Dataset entries:
# # # #

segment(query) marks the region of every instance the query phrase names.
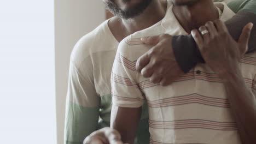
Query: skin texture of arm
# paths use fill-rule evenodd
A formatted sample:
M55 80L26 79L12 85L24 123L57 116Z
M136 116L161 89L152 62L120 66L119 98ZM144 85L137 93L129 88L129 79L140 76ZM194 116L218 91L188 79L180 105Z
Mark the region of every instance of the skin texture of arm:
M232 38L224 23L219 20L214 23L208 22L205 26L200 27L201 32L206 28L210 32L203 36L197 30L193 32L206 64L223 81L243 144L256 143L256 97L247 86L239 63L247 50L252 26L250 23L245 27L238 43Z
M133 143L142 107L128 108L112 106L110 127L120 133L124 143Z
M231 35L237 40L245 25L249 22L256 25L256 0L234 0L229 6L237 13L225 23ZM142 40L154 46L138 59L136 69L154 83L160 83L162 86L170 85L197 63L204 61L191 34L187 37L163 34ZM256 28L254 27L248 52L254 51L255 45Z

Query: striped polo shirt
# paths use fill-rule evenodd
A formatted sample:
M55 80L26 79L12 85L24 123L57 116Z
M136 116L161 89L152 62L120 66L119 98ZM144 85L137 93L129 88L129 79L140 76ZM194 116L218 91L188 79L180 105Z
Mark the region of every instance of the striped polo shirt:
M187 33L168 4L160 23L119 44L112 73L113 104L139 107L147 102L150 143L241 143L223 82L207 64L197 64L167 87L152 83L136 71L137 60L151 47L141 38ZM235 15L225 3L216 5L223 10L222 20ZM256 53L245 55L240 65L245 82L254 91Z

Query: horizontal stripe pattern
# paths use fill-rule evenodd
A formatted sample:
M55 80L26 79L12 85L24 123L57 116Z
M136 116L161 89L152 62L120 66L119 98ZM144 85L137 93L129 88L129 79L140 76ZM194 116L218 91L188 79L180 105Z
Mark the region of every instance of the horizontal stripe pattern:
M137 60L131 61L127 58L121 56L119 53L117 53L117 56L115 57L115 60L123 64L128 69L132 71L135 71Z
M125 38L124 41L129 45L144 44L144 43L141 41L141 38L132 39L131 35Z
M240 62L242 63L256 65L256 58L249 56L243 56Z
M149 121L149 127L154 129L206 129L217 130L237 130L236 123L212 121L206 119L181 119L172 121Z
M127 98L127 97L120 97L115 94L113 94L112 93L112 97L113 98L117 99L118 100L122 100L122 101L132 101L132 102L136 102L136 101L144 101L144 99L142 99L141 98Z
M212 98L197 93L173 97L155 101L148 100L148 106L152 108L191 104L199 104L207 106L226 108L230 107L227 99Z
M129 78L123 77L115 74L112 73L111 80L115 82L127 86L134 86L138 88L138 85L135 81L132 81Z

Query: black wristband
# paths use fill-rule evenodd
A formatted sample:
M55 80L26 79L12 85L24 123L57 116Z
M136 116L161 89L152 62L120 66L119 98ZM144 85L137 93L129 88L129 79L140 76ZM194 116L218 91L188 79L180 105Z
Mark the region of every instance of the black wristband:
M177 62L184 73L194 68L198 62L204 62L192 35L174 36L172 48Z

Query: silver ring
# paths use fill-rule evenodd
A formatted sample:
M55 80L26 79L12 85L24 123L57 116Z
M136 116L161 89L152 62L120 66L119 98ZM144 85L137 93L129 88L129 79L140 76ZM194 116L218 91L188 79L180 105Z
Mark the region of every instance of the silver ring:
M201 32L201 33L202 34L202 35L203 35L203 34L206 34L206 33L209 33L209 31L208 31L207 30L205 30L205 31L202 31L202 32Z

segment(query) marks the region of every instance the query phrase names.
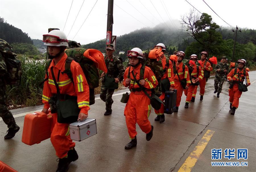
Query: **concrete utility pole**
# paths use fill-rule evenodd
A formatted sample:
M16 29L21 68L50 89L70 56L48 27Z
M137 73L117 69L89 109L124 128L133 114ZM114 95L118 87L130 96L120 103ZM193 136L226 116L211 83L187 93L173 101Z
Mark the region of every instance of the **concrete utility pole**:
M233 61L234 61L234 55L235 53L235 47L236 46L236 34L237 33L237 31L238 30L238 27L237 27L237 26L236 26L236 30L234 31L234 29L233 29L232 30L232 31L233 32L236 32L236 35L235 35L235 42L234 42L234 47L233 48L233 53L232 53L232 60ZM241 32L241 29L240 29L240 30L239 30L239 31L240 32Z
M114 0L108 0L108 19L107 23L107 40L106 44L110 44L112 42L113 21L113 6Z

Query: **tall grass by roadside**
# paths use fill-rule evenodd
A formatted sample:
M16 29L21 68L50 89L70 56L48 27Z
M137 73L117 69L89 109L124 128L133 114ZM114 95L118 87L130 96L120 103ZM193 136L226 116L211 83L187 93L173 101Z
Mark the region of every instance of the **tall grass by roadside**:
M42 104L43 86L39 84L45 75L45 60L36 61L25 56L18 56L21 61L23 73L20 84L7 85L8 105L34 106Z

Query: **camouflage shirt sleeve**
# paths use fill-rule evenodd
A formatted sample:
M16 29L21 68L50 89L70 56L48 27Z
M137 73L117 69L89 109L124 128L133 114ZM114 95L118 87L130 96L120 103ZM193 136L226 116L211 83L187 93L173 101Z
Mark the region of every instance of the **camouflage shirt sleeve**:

# # # #

Reproduce all of the items above verbatim, leaving out the pictures.

Output of the task:
segment(query) marks the region of every instance the query phrase names.
Query: skin texture of arm
# paths use fill-rule evenodd
A formatted sample:
M55 80L26 79L12 85L24 123L57 116Z
M136 116L161 89L152 62L120 66L119 98ZM144 85L137 93L129 88L129 79L140 76ZM194 116L218 91L188 79L180 105Z
Mark the region of every instance of the skin texture of arm:
M232 38L224 23L219 20L214 23L208 22L205 26L200 27L201 32L206 28L210 32L203 36L197 30L193 32L206 64L223 81L243 144L256 143L256 97L247 86L239 63L247 50L252 26L250 23L245 27L238 43Z
M133 143L142 107L128 108L112 106L110 127L120 133L124 143Z
M231 35L237 40L245 25L249 22L256 25L256 0L234 0L229 6L237 13L225 23ZM142 40L154 46L138 59L136 69L154 83L160 83L162 86L170 85L197 63L204 61L191 34L187 37L163 34ZM256 28L254 27L248 52L254 51L255 45Z

Query: striped polo shirt
# paths use fill-rule evenodd
A formatted sample:
M55 80L26 79L12 85L24 123L57 116Z
M136 116L161 89L152 62L120 66L119 98ZM144 85L137 93L129 88L129 79L140 76ZM194 116L218 91L188 79L180 105Z
Mark the region of every instance of the striped polo shirt:
M187 33L168 4L160 23L119 44L112 73L113 104L139 107L147 102L150 143L241 143L223 82L207 64L197 64L167 87L152 83L136 71L137 60L151 47L141 38ZM235 15L225 3L216 5L223 10L222 20ZM256 53L245 55L240 65L245 82L254 91Z

Query: horizontal stripe pattern
# paths use fill-rule evenodd
A formatted sample:
M55 80L26 79L12 85L24 123L57 116Z
M136 116L161 89L152 62L120 66L119 98ZM144 85L137 93L129 88L129 79L140 76ZM194 116L218 91L188 79L180 105Z
Mark the region of every instance of the horizontal stripe pattern:
M137 60L131 61L127 58L121 56L119 53L117 53L117 56L115 57L115 60L123 64L128 69L132 71L135 71Z
M125 38L124 41L129 45L144 44L144 43L141 41L141 38L132 39L131 35Z
M240 62L242 63L256 65L256 58L249 56L243 56Z
M149 121L149 127L154 129L206 129L217 130L237 130L236 123L212 121L206 119L181 119L172 121Z
M127 98L127 97L120 97L115 94L113 94L112 93L112 97L113 98L117 99L118 100L122 100L122 101L132 101L132 102L136 102L136 101L144 101L144 99L142 99L141 98Z
M212 98L197 93L173 97L155 101L148 100L148 106L152 108L191 104L199 104L207 106L226 108L230 107L227 99Z
M129 78L123 77L115 74L112 73L111 80L115 82L127 86L134 86L138 88L138 85L135 81L132 81Z

Query: black wristband
# paths use fill-rule evenodd
A formatted sample:
M55 80L26 79L12 85L24 123L57 116Z
M136 116L161 89L152 62L120 66L119 98ZM144 85L137 93L129 88L129 79L140 76ZM194 116L218 91L188 79L180 105Z
Mark the region of every instance of the black wristband:
M177 62L184 73L194 68L198 62L204 62L192 35L174 36L172 48Z

Query: silver ring
# paths use fill-rule evenodd
A formatted sample:
M55 80L26 79L12 85L24 123L57 116Z
M136 116L161 89L152 62L120 66L119 98ZM144 85L137 93L129 88L129 79L140 76ZM194 116L218 91L188 79L180 105Z
Mark the region of every instance of the silver ring:
M201 32L201 33L202 34L202 35L203 35L203 34L206 34L206 33L209 33L209 31L208 31L207 30L205 30L205 31L202 31L202 32Z

segment(query) marks the region of every instance the query phrase names.
Query: **concrete utility pole**
# paths use fill-rule evenodd
A formatted sample:
M16 29L21 68L50 89L70 56L48 27Z
M137 73L117 69L89 109L124 128L133 114ZM114 95L118 87L130 96L120 103ZM193 136L226 116L211 83L187 93L173 101Z
Mark the region of every instance of the **concrete utility pole**:
M233 61L234 61L234 55L235 53L235 47L236 46L236 34L237 33L237 31L238 30L238 27L237 27L237 26L236 26L236 30L234 31L234 29L233 29L232 30L232 31L233 32L236 32L236 35L235 35L235 42L234 42L234 47L233 48L233 53L232 53L232 60ZM241 32L241 29L240 29L240 30L239 30L239 31L240 32Z
M114 0L108 0L108 19L107 23L107 40L106 44L110 44L112 42L113 21L113 6Z

Query: **tall grass by roadside**
# paths use fill-rule evenodd
A formatted sample:
M16 29L21 68L50 89L70 56L48 27Z
M137 73L117 69L89 109L124 128L133 114ZM114 95L118 87L130 96L120 103ZM193 136L226 116L211 83L187 93L173 101Z
Mark the region of every instance of the **tall grass by roadside**:
M42 104L43 86L39 84L45 75L45 60L36 61L25 56L18 56L21 61L23 73L20 84L7 85L8 105L34 106Z

Query: **camouflage shirt sleeve**
# paths use fill-rule evenodd
A formatted sample:
M16 29L21 68L50 89L70 56L48 27Z
M137 73L117 69L89 109L124 128L133 114ZM114 95L118 87L130 96L120 103ZM193 136L226 116L211 83L187 93L173 101Z
Mark the region of every instance of the **camouflage shirt sleeve**:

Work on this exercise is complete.